(Dataset entries)
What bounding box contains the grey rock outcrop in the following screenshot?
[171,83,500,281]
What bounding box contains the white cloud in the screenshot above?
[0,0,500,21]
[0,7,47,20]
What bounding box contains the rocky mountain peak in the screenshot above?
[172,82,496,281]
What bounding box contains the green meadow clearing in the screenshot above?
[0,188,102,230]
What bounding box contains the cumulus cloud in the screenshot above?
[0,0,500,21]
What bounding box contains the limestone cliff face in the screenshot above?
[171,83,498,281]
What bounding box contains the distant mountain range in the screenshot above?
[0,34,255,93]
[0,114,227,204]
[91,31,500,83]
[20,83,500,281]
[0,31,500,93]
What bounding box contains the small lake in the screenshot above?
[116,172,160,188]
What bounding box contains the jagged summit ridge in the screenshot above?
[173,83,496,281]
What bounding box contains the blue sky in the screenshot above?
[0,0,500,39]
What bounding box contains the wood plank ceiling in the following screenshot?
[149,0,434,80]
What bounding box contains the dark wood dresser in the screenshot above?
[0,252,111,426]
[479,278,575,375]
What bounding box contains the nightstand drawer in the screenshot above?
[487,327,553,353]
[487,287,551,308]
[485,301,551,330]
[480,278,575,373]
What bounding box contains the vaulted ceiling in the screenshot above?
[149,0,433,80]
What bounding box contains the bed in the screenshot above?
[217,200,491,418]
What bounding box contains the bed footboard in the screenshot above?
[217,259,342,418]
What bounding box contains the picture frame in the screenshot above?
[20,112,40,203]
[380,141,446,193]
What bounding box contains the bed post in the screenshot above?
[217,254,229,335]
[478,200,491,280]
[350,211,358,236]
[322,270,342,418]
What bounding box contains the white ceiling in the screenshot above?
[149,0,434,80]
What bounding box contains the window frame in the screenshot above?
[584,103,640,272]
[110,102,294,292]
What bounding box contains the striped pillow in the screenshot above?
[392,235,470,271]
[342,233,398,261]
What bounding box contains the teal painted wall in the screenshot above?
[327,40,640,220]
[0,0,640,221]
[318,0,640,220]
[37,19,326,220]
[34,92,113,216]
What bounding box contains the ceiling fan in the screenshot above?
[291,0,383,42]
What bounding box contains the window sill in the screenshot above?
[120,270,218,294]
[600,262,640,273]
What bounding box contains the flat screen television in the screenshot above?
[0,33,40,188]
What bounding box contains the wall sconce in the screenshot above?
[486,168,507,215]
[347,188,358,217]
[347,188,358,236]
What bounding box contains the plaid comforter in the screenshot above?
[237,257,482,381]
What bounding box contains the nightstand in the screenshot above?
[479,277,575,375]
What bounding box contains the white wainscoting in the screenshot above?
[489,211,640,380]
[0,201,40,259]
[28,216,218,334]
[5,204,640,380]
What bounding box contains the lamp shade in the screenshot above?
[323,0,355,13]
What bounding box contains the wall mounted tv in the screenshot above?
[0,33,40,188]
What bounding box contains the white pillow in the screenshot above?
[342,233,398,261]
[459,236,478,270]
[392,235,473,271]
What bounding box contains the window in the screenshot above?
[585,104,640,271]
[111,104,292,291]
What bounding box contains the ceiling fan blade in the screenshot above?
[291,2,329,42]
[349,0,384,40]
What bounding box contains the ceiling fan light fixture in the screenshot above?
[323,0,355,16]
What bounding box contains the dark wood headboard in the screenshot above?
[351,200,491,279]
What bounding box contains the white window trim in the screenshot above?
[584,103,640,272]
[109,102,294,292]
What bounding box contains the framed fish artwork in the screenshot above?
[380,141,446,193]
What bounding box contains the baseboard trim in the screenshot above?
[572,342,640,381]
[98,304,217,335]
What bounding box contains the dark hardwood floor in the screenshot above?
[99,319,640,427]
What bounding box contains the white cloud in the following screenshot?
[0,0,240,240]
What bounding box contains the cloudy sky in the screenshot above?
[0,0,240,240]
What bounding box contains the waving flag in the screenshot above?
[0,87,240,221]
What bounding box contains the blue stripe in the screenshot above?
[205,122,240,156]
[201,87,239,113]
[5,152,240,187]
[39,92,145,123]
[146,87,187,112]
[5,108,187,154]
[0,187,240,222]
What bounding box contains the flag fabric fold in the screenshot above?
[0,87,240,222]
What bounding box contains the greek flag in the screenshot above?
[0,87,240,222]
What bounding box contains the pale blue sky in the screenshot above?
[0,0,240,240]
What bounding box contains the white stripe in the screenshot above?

INSTRUCTIONS TO FOLLOW :: Recast every line of the items above as a numbered list, omitting any blank lines.

OUTPUT FOR THIS EXERCISE ::
1. What bounding box contains the grey rock outcrop in the following screenshot?
2. [171,83,500,281]
3. What bounding box contains the white cloud in the screenshot above?
4. [0,0,500,21]
5. [0,7,47,20]
6. What bounding box contains the rocky mountain peak in the screenshot above?
7. [172,82,496,281]
8. What bounding box contains the green meadow clearing in the screenshot above?
9. [0,188,102,230]
10. What bounding box contains the cumulus cloud in the screenshot above?
11. [0,0,500,21]
12. What bounding box contains the limestone cliff face in the screenshot above?
13. [171,83,498,281]
14. What bounding box contains the distant mountain range in the screenshot above?
15. [0,34,255,93]
16. [0,114,227,204]
17. [91,31,500,83]
18. [20,83,500,281]
19. [0,31,500,93]
20. What bounding box contains the small lake in the screenshot above?
21. [116,172,160,188]
22. What bounding box contains the jagged summit ridge in the screenshot above?
23. [173,83,496,281]
24. What bounding box contains the blue sky in the screenshot above?
25. [0,0,500,39]
26. What bounding box contains the wood plank ceiling in the following screenshot?
27. [149,0,434,80]
28. What bounding box contains the dark wood dresser in the screenshot above?
29. [0,252,111,426]
30. [479,278,575,375]
31. What bounding box contains the nightstand drawer in the screenshot above?
32. [487,327,553,353]
33. [487,287,551,308]
34. [485,301,551,330]
35. [480,278,575,373]
36. What bounding box contains the vaulted ceiling in the screenshot above?
37. [149,0,433,80]
38. What bounding box contains the bed in the screenshot above?
39. [217,200,491,418]
40. What bounding box contains the bed footboard in the screenshot above?
41. [217,259,342,418]
42. What bounding box contains the picture frame in the screenshot above?
43. [20,112,40,203]
44. [380,141,446,193]
45. What bounding box contains the bed post in the screenshot above?
46. [217,254,229,335]
47. [478,200,491,280]
48. [350,211,358,236]
49. [322,270,342,418]
50. What bounding box contains the white ceiling in the screenshot above?
51. [149,0,434,80]
52. What bounding box contains the window frame in the screenshot above?
53. [584,103,640,272]
54. [110,102,294,292]
55. What bounding box contains the striped pillow in the screenshot above?
56. [392,235,470,271]
57. [342,233,398,261]
58. What bounding box contains the teal painted wall in the screenshot above?
59. [327,40,640,220]
60. [0,0,640,221]
61. [318,0,640,220]
62. [37,19,326,220]
63. [34,92,113,216]
64. What bounding box contains the ceiling fan in the screenshot above?
65. [291,0,383,42]
66. What bounding box contains the window sill in the screenshot above?
67. [120,270,218,294]
68. [600,262,640,273]
69. What bounding box contains the flat screen television in the screenshot above?
70. [0,33,40,188]
71. What bounding box contains the wall sconce in the screenshot above?
72. [486,168,507,215]
73. [347,188,358,217]
74. [347,188,358,236]
75. What bounding box contains the plaid comforter in the screenshot above?
76. [237,257,482,381]
77. What bounding box contains the nightstand in the screenshot above?
78. [479,277,575,375]
79. What bounding box contains the white wainscoting in the screenshot above?
80. [489,211,640,380]
81. [0,201,40,259]
82. [28,216,218,334]
83. [5,204,640,380]
84. What bounding box contains the lamp shade in the screenshot above?
85. [323,0,355,13]
86. What bounding box contains the wall mounted tv in the screenshot above?
87. [0,33,40,188]
88. What bounding box contains the white pillow in the screenshot above?
89. [342,233,398,261]
90. [459,236,478,270]
91. [392,235,473,271]
92. What bounding box contains the window in the screenshot above?
93. [585,104,640,271]
94. [111,104,292,291]
95. What bounding box contains the ceiling fan blade in the screenshot above?
96. [291,2,329,42]
97. [349,0,384,40]
98. What bounding box contains the ceiling fan light fixture in the screenshot above?
99. [323,0,355,16]
100. What bounding box contains the dark wood headboard in the screenshot above?
101. [351,200,491,279]
102. What bounding box contains the white window trim in the screenshot above?
103. [584,103,640,272]
104. [109,102,294,292]
105. What bounding box contains the framed fish artwork in the screenshot above?
106. [380,141,446,193]
107. What bounding box contains the baseboard trim in the screenshot above?
108. [572,342,640,381]
109. [98,304,217,335]
110. What bounding box contains the dark hardwood floor in the screenshot above?
111. [99,319,640,427]
112. What bounding box contains the white cloud in the following screenshot?
113. [0,0,240,240]
114. What bounding box contains the cloudy sky in the screenshot above?
115. [0,0,240,240]
116. What bounding box contains the waving flag in the screenshot above?
117. [0,87,240,221]
118. What bounding box contains the blue stripe in the screenshot above?
119. [205,122,240,156]
120. [201,87,239,113]
121. [5,152,240,187]
122. [39,92,145,123]
123. [146,87,187,112]
124. [5,108,187,154]
125. [0,187,240,222]
126. What bounding box contains the flag fabric fold in the screenshot above?
127. [0,87,240,222]
128. What bounding box contains the greek flag in the screenshot above?
129. [0,87,240,222]
130. What bounding box contains the pale blue sky in the screenshot above?
131. [0,0,240,240]
132. What bounding box contains the white stripe in the screenshot above?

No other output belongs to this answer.